** WORK INSTRUCTION **
The following data has a line with "bar in the photo above." and a line with "Target: balcony railing". Write out exactly those lines and all the lines between them.

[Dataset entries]
_ _ _ _ _
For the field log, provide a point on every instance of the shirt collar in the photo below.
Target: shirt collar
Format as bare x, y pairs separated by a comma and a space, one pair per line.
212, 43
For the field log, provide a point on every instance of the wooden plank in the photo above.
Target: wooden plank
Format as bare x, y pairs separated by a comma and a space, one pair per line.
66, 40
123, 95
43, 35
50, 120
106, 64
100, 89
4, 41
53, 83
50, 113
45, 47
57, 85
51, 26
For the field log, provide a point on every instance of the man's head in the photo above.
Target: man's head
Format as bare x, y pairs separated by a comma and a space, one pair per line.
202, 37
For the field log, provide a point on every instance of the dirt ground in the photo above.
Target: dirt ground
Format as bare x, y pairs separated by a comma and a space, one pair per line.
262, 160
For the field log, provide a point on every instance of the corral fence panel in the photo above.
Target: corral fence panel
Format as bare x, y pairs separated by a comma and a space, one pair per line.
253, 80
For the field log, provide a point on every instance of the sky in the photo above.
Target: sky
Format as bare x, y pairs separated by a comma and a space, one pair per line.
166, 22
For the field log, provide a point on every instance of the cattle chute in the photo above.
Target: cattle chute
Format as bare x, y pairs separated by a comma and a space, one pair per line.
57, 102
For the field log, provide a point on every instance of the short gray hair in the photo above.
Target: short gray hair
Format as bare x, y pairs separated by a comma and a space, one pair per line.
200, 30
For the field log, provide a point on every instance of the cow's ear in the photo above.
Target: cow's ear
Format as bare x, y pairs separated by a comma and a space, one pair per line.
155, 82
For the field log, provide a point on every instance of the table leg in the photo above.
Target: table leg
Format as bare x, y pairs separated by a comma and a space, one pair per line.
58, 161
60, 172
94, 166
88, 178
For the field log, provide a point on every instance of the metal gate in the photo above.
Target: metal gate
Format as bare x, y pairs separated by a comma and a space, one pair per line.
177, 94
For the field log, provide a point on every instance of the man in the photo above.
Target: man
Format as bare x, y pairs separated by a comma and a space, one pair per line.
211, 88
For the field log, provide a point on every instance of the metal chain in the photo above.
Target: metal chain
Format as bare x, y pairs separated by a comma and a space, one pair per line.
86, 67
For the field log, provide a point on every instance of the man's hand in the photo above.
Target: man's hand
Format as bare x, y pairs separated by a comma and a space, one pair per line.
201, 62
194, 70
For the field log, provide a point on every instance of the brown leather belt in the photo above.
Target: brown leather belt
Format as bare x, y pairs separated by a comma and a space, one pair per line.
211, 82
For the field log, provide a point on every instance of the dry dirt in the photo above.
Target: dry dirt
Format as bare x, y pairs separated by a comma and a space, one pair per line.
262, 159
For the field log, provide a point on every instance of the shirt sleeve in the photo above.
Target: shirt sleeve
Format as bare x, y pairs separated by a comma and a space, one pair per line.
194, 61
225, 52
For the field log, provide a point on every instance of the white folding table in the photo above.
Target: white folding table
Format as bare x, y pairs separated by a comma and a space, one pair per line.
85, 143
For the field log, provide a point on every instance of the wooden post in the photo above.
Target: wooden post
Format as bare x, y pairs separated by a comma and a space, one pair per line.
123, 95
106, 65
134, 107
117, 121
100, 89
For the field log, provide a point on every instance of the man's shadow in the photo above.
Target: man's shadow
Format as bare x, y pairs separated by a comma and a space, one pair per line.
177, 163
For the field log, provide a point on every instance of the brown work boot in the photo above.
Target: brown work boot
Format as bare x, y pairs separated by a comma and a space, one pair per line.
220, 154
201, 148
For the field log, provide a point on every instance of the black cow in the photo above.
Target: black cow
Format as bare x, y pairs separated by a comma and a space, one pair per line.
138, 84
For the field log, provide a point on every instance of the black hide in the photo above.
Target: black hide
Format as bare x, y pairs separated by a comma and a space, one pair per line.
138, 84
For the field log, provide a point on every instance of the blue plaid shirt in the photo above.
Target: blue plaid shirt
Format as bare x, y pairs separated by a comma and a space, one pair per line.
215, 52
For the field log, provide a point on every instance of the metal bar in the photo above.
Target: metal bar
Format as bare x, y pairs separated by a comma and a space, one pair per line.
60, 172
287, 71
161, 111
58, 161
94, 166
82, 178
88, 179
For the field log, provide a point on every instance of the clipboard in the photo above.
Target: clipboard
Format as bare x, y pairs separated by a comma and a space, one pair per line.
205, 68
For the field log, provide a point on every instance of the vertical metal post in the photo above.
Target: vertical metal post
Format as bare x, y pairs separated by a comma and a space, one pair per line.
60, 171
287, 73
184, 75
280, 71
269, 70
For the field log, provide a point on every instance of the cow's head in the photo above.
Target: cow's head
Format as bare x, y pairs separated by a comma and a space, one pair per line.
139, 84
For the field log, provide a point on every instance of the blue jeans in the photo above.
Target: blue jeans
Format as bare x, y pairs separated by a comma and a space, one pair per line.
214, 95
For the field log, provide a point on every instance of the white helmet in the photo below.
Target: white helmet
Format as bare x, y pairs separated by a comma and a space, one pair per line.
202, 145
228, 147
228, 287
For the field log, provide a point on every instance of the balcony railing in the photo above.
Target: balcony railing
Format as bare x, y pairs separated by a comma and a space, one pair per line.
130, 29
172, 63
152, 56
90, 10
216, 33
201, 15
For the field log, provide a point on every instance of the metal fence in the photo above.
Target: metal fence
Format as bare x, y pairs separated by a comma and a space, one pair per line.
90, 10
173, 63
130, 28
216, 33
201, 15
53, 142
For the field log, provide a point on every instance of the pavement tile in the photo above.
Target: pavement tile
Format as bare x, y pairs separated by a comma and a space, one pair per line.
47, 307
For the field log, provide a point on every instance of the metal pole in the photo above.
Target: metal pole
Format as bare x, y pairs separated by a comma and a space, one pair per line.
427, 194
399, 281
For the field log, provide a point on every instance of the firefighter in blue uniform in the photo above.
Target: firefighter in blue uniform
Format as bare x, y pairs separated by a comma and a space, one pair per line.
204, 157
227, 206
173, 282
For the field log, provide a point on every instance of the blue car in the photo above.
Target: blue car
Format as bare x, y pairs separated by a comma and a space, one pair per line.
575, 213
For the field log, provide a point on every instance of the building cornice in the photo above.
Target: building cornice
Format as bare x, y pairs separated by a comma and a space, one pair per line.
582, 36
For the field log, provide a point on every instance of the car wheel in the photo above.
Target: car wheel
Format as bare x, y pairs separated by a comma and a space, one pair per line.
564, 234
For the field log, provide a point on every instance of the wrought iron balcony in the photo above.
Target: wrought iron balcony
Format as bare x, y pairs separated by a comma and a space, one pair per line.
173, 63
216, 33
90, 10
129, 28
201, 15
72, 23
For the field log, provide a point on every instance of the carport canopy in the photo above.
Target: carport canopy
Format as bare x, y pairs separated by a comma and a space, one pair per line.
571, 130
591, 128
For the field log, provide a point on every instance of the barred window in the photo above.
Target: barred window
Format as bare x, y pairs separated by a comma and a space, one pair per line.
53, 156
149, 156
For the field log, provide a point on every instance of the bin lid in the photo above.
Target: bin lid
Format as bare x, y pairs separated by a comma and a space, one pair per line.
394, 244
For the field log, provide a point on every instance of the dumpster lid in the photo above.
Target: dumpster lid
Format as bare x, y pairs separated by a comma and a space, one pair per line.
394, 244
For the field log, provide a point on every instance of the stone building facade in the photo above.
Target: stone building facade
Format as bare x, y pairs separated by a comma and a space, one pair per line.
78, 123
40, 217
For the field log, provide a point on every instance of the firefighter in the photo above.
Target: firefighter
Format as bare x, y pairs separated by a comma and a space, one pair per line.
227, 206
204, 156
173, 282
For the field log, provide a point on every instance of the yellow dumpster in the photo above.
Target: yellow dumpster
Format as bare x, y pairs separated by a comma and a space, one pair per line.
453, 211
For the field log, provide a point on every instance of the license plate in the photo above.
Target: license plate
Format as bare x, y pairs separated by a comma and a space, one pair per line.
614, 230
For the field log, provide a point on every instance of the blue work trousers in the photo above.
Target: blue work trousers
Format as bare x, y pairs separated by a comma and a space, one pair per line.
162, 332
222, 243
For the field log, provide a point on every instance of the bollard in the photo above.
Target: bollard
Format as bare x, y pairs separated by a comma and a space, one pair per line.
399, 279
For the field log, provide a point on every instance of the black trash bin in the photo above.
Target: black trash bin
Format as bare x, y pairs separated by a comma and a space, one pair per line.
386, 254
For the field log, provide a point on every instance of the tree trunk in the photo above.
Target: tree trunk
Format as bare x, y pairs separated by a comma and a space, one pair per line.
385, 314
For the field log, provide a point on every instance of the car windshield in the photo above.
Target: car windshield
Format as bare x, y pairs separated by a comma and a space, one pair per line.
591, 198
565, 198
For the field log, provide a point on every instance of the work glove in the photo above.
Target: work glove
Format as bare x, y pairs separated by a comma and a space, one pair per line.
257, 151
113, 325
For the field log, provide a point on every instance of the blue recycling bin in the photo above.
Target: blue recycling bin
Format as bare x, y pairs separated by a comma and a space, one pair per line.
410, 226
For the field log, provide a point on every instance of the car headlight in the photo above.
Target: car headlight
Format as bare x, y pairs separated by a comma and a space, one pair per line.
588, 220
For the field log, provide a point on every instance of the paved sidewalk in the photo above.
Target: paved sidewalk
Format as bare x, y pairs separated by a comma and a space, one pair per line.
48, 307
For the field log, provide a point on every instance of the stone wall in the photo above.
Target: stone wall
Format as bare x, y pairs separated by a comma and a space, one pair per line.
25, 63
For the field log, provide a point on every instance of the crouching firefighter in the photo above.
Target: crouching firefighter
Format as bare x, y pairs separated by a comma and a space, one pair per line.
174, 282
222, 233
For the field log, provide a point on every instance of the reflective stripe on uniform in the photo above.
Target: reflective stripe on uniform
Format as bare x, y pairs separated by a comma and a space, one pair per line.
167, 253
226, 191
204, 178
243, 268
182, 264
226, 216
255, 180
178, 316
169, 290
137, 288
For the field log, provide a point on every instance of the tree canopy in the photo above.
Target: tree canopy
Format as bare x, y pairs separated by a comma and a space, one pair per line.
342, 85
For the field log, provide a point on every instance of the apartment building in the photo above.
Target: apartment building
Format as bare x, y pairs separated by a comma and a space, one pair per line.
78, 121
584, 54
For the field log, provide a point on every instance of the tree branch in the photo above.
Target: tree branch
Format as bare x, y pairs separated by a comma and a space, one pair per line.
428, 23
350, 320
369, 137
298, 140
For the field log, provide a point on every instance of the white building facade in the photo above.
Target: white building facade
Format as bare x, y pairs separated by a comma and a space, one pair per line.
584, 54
_ _ _ _ _
** REPLY TO THE EXERCISE **
For the field log, provide a point on every instance of the metal bar in the photo above.
Target: metal bar
Format as bare x, y pairs separated by a comma and a space, one pair per line.
60, 172
287, 71
161, 111
58, 161
94, 166
82, 178
88, 179
For the field log, provide a point on every instance of the clipboard in the photo above.
Target: clipboard
Format as bare x, y pairs separated by a comma and a space, one pair per line.
205, 68
For the field log, provide a point on every instance of the vertical metal post in the photo above.
Target: vertical metal post
Format as bare x, y pairs separated by a comma and a space, one pair per line.
60, 171
287, 73
184, 75
280, 71
269, 70
For the field log, provide a point on every instance of the cow's head in the photo above.
Target: cow's head
Format as bare x, y pairs separated by a comma and a space, one pair per line.
139, 84
For the field log, provide a point on every instance of the blue jeans in the photo above.
Target: blue jeans
Format as bare x, y pairs separated by a comma and a space, one pair per line.
214, 95
For the field log, provide a point on every instance of the white helmet in the photo below.
Target: white helmet
Format as bare x, y pairs separated by a comma and a space, one pair per line.
202, 145
228, 147
228, 287
For the field log, provide a point on every instance of the balcony railing in the photo above.
Target: balcony railing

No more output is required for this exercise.